>>>>>

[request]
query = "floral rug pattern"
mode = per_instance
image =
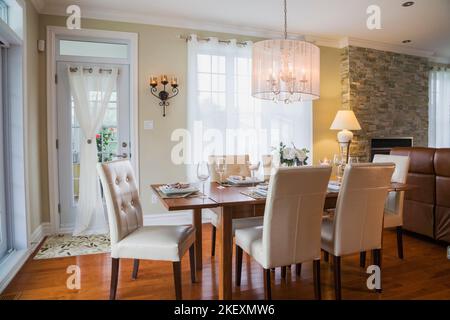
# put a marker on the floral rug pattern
(60, 246)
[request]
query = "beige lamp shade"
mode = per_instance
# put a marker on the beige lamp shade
(345, 120)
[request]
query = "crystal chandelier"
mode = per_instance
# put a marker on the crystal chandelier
(286, 70)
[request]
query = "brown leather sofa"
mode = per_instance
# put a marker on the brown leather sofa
(427, 206)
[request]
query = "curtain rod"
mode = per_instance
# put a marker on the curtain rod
(90, 70)
(188, 38)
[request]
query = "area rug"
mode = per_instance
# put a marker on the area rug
(60, 246)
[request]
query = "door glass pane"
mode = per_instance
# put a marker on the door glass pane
(106, 138)
(93, 49)
(4, 11)
(3, 227)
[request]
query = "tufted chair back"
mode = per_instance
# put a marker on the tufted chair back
(395, 200)
(358, 221)
(122, 198)
(293, 215)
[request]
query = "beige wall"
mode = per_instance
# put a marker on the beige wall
(36, 160)
(160, 51)
(325, 109)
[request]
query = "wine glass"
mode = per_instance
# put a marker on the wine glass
(221, 167)
(254, 168)
(203, 175)
(352, 160)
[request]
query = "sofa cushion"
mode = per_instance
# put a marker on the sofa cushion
(421, 159)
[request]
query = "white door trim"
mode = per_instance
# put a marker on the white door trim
(52, 33)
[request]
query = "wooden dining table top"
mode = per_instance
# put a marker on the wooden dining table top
(232, 201)
(232, 196)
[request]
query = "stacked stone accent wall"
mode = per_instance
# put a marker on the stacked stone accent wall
(388, 93)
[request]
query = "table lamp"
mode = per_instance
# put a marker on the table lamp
(346, 121)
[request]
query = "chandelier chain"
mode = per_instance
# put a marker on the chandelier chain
(285, 19)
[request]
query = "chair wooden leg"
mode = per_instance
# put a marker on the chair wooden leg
(317, 288)
(400, 242)
(283, 272)
(192, 263)
(177, 279)
(377, 261)
(326, 256)
(213, 241)
(267, 287)
(239, 253)
(337, 277)
(362, 259)
(114, 278)
(135, 269)
(298, 269)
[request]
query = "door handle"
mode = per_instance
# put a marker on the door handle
(121, 156)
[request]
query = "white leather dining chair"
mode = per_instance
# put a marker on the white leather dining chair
(129, 238)
(235, 165)
(292, 221)
(357, 224)
(267, 166)
(393, 211)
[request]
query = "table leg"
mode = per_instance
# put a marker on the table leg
(225, 237)
(197, 222)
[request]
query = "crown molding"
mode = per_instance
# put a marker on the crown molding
(39, 5)
(92, 12)
(349, 41)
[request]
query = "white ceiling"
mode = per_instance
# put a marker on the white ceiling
(427, 23)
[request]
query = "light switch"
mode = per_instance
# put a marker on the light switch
(149, 125)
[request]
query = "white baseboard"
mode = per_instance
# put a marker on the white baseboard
(15, 261)
(42, 231)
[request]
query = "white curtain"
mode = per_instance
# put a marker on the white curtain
(91, 90)
(439, 127)
(224, 118)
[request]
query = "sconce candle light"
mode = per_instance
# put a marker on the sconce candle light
(164, 95)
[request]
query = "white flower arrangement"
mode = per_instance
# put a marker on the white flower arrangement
(292, 156)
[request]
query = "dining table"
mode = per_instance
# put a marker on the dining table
(230, 202)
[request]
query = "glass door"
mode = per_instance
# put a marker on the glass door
(3, 221)
(113, 138)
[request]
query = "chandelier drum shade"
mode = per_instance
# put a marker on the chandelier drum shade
(286, 70)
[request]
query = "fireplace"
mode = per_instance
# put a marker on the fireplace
(385, 145)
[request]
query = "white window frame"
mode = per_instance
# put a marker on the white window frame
(14, 35)
(52, 35)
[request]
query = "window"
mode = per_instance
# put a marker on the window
(4, 11)
(93, 49)
(224, 118)
(439, 110)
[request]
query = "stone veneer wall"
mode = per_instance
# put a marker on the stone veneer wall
(388, 93)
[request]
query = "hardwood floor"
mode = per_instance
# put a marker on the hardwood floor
(423, 274)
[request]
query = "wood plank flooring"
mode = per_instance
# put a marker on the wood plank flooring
(423, 274)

<<<<<

* Description of the task:
Transcribe the full listing above exactly as it stands, minus the pictures.

* Output below:
[request]
query = "floral rug pattern"
mode = per_instance
image =
# put a marker on the floral rug pattern
(60, 246)
[request]
query = "beige lamp shade"
mode = per_instance
# put a marker on the beige lamp shade
(345, 120)
[request]
query = "crystal chandelier"
mode = per_instance
# put a marker on the crystal chandelier
(286, 70)
[request]
query = "brown leather sofa"
mode = per_instance
# put a marker on the brown leather sofa
(427, 206)
[request]
query = "curtain rod"
mode = per_instance
# put a marker on the curtain rod
(90, 70)
(188, 38)
[request]
query = "area rug"
mode = per_instance
# put a marker on the area rug
(60, 246)
[request]
query = "door glass pane"
mode = per_instance
# put a marker on the door glass pane
(106, 138)
(93, 49)
(4, 11)
(3, 227)
[request]
query = "tufted chair back"
mode = per_instance
# put a marker on the tufted chair back
(395, 200)
(358, 221)
(122, 198)
(293, 215)
[request]
query = "beige wall"
mode = per_instance
# put a marker on the beige wall
(36, 160)
(160, 51)
(325, 109)
[request]
query = "wine glass"
mode = per_instance
# put a marker on the wine glass
(221, 167)
(254, 168)
(203, 175)
(352, 160)
[request]
query = "sofa cushion"
mode = per_instance
# put a marker on the sofa cushion
(421, 159)
[request]
query = "white door trim"
mode = per_instance
# put a marker on the white door trim
(52, 33)
[request]
query = "wooden dining table top"
mode = per_instance
# put a marker on the wooden dining table top
(232, 201)
(232, 196)
[request]
query = "stacked stone accent wall"
mode = per_instance
# put a marker on the stacked stone accent wall
(388, 93)
[request]
query = "table lamp"
mode = per_instance
# put a marker on the table lamp
(346, 121)
[request]
query = "chandelier chain"
mode = per_instance
# put a marker on the chandelier chain
(285, 19)
[request]
query = "chair wooden leg"
mode = per_instance
# put a marker on the chair wooden leg
(317, 288)
(400, 242)
(283, 272)
(192, 263)
(177, 279)
(377, 261)
(326, 256)
(213, 241)
(267, 287)
(239, 253)
(337, 277)
(362, 259)
(114, 278)
(135, 269)
(298, 269)
[request]
query = "door handle"
mode = per_instance
# put a marker on the door handle
(121, 156)
[request]
query = "white leather dining chair"
mode = per_instance
# put a marker on the white leather dining chair
(129, 238)
(235, 165)
(292, 221)
(357, 224)
(267, 166)
(393, 211)
[request]
query = "table leg"
mode = per_instance
# put a marker on the table leg
(225, 237)
(197, 222)
[request]
query = "crown molding"
mode = per_instance
# put a marker on the crown molding
(39, 5)
(92, 12)
(349, 41)
[request]
query = "white ceiling"
mode = per_instance
# put a marker on the white ceiling
(427, 23)
[request]
query = "light switch"
mode = per_instance
# put a marker on the light switch
(149, 125)
[request]
query = "white baseboard"
mode = per_instance
# put a marker on the white baseboard
(15, 261)
(42, 231)
[request]
query = "white curtain"
mode = per_instance
# put a marker on the white curtain
(91, 90)
(439, 127)
(224, 118)
[request]
query = "sconce candle light"
mode = per_instance
# put a marker on the sconce candle light
(164, 95)
[request]
query = "white flower arrangement"
mode = per_instance
# put a marker on the white flower arrangement
(292, 156)
[request]
query = "dining table"
mode = per_instance
# put a marker on the dining table
(230, 202)
[request]
query = "glass door"
mode = per_instance
# put a marker on the glass door
(3, 221)
(113, 138)
[request]
query = "chandelier drum shade"
mode = per_instance
# put a marker on the chandelier drum shade
(286, 70)
[request]
query = "fireplace"
mode = per_instance
# put a marker on the fireplace
(385, 145)
[request]
query = "white window frame"
mode = per_instance
# put a marker on the white window frame
(14, 35)
(52, 35)
[request]
query = "window"
mode = per_instance
# put a marker on the window
(4, 11)
(93, 49)
(224, 118)
(439, 110)
[request]
query = "stone veneer wall"
mode = per_instance
# put a marker on the stone veneer wall
(388, 93)
[request]
query = "hardwood floor"
mode = per_instance
# put a marker on the hardwood floor
(423, 274)
[request]
query = "wood plank flooring"
mode = per_instance
# put a marker on the wood plank flooring
(423, 274)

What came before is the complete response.